■ Exercise instructions ■
Retype the lines of the records from the one containing "Would you please place a dot on the large" through the one containing "point(184, 240)", including both of those lines, and leave out everything else.

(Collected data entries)
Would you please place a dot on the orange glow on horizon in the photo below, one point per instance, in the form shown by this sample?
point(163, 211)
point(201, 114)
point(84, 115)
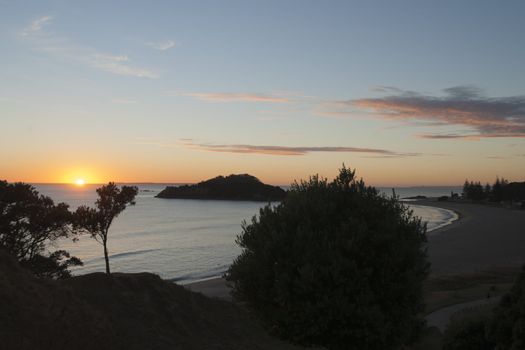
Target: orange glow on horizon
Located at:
point(80, 182)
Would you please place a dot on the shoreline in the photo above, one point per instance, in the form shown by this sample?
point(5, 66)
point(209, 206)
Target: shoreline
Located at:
point(481, 238)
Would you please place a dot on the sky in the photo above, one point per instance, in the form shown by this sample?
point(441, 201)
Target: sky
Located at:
point(408, 92)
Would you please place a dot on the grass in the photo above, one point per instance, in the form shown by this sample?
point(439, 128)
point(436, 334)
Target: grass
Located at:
point(442, 291)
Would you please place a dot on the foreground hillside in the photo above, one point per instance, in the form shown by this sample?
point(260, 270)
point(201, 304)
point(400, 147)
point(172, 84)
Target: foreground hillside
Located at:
point(126, 311)
point(232, 187)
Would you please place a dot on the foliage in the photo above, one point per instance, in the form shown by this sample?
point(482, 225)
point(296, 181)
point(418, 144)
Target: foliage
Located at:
point(111, 201)
point(475, 191)
point(29, 222)
point(335, 264)
point(503, 330)
point(468, 333)
point(507, 328)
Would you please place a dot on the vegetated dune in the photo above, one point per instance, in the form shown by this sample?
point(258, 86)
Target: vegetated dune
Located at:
point(126, 311)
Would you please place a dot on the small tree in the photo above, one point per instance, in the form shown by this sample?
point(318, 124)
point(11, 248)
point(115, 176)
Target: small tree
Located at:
point(111, 201)
point(29, 223)
point(335, 264)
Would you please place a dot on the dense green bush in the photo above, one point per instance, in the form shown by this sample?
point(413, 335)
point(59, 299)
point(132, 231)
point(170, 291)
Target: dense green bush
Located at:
point(507, 328)
point(335, 264)
point(30, 224)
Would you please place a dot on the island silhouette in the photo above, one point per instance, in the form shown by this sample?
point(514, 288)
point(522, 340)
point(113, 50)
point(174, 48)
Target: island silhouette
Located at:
point(240, 187)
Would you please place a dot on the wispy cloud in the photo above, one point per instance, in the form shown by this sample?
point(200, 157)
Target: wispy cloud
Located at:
point(236, 97)
point(62, 48)
point(290, 151)
point(36, 27)
point(462, 105)
point(162, 45)
point(123, 101)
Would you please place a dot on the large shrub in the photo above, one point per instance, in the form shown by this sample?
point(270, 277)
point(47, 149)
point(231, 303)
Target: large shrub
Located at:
point(29, 225)
point(507, 328)
point(335, 264)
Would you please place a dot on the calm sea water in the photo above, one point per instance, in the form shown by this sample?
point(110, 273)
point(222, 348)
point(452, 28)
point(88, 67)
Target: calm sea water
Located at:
point(184, 240)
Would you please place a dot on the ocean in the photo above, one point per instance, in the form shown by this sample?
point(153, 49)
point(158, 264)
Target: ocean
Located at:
point(185, 240)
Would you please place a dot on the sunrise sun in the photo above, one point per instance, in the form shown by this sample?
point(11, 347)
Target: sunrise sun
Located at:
point(80, 182)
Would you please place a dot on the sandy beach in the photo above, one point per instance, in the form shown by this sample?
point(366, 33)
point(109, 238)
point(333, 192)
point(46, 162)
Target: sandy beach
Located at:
point(484, 237)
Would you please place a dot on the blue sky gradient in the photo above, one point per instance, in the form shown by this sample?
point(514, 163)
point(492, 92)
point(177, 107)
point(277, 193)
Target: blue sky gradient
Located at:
point(176, 91)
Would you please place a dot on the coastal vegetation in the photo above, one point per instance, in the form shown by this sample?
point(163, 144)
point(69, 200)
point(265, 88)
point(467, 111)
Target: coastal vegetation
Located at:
point(111, 201)
point(335, 264)
point(29, 224)
point(125, 312)
point(233, 187)
point(500, 328)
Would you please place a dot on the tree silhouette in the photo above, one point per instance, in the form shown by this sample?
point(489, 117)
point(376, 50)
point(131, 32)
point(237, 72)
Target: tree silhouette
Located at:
point(111, 201)
point(29, 222)
point(335, 264)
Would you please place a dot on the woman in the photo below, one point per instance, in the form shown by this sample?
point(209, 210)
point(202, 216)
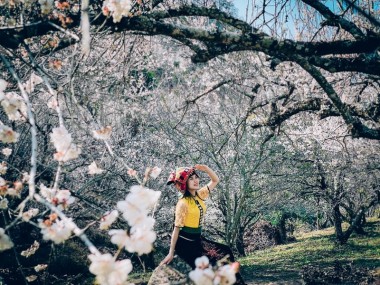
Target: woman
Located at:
point(187, 241)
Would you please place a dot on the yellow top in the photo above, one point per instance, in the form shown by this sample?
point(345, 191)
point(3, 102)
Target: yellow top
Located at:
point(190, 211)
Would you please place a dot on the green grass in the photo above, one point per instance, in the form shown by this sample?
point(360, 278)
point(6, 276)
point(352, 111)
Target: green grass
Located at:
point(284, 262)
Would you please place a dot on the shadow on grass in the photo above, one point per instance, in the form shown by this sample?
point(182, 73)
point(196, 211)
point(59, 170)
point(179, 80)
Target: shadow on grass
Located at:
point(258, 273)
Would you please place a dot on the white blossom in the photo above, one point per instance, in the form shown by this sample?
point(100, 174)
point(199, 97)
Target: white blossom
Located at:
point(31, 250)
point(226, 274)
point(2, 181)
point(26, 216)
point(117, 8)
point(40, 267)
point(31, 278)
point(202, 277)
point(119, 237)
point(34, 78)
point(46, 6)
point(47, 193)
point(6, 151)
point(108, 219)
point(25, 177)
point(52, 103)
point(3, 204)
point(14, 106)
point(202, 262)
point(155, 172)
point(7, 135)
point(58, 232)
point(3, 168)
point(108, 271)
point(3, 86)
point(141, 240)
point(5, 241)
point(94, 169)
point(103, 134)
point(63, 198)
point(62, 141)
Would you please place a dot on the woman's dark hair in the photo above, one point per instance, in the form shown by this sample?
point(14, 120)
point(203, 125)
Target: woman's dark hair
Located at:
point(187, 193)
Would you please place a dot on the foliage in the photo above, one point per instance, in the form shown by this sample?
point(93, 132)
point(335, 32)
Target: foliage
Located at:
point(316, 248)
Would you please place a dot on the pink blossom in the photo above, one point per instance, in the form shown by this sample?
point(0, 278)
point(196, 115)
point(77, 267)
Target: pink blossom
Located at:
point(108, 271)
point(94, 169)
point(7, 135)
point(5, 241)
point(108, 219)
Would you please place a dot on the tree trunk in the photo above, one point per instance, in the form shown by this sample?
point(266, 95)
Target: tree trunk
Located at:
point(282, 227)
point(240, 242)
point(337, 218)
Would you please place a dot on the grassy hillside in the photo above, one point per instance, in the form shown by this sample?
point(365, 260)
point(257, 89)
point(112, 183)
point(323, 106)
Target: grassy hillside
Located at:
point(285, 262)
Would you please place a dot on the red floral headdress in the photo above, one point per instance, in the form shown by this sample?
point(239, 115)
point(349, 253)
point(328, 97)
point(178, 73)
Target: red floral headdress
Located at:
point(180, 176)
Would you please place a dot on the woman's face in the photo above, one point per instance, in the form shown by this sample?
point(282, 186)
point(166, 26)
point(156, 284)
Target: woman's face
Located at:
point(193, 182)
point(178, 187)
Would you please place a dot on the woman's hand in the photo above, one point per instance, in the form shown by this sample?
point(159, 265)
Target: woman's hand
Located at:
point(167, 259)
point(201, 167)
point(214, 178)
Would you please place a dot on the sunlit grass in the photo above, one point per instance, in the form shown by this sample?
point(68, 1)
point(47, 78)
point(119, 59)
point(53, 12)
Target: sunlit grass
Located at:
point(318, 247)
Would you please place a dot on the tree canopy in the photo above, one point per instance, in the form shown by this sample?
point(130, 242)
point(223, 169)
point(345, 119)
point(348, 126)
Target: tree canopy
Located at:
point(345, 39)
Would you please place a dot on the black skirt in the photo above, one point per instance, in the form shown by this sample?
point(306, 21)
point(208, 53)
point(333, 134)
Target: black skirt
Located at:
point(191, 246)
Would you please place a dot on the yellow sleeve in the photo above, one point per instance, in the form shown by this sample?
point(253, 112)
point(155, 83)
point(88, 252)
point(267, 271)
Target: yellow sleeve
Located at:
point(180, 213)
point(203, 193)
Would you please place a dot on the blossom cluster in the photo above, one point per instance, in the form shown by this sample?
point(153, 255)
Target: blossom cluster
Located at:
point(135, 209)
point(5, 241)
point(117, 9)
point(7, 188)
point(46, 6)
point(66, 149)
point(204, 274)
point(55, 229)
point(60, 198)
point(15, 109)
point(109, 271)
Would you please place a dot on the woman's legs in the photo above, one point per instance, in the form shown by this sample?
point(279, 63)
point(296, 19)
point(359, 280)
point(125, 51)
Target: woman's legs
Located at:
point(188, 250)
point(216, 251)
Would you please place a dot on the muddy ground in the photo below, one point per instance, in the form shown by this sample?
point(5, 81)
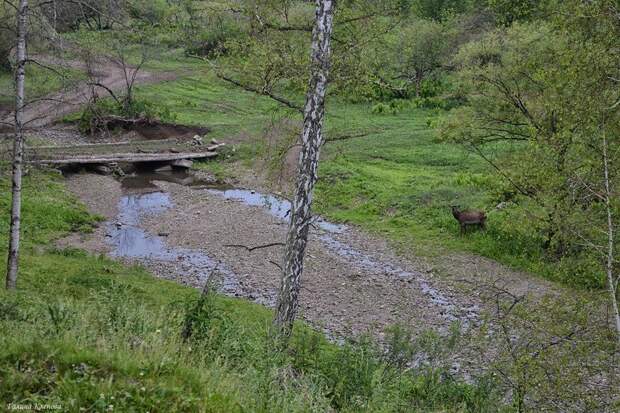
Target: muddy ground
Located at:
point(352, 282)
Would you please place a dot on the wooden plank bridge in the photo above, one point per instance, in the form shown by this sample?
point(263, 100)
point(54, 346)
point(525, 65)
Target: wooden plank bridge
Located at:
point(171, 151)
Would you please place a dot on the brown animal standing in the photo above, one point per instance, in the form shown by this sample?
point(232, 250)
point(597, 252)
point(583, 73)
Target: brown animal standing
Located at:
point(469, 218)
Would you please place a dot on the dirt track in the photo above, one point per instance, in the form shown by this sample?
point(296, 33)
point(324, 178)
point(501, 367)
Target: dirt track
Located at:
point(352, 282)
point(45, 111)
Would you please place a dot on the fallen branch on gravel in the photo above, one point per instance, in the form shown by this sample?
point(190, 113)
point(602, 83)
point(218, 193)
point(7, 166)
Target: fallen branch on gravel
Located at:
point(250, 249)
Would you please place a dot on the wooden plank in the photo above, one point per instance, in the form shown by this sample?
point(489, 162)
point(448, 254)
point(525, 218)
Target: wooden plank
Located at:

■ Answer to this task ■
Would you please place a dot on the large shrub in the photo above, one point per instance, in the form shown by this sample?
point(270, 277)
point(47, 149)
point(231, 303)
Target: large shrub
Located at:
point(29, 225)
point(507, 328)
point(335, 264)
Would you please place a dot on the calm sea water in the photo above, one point per instance, in the form shown by this sample?
point(110, 273)
point(222, 348)
point(452, 28)
point(88, 67)
Target: calm sea water
Located at:
point(184, 240)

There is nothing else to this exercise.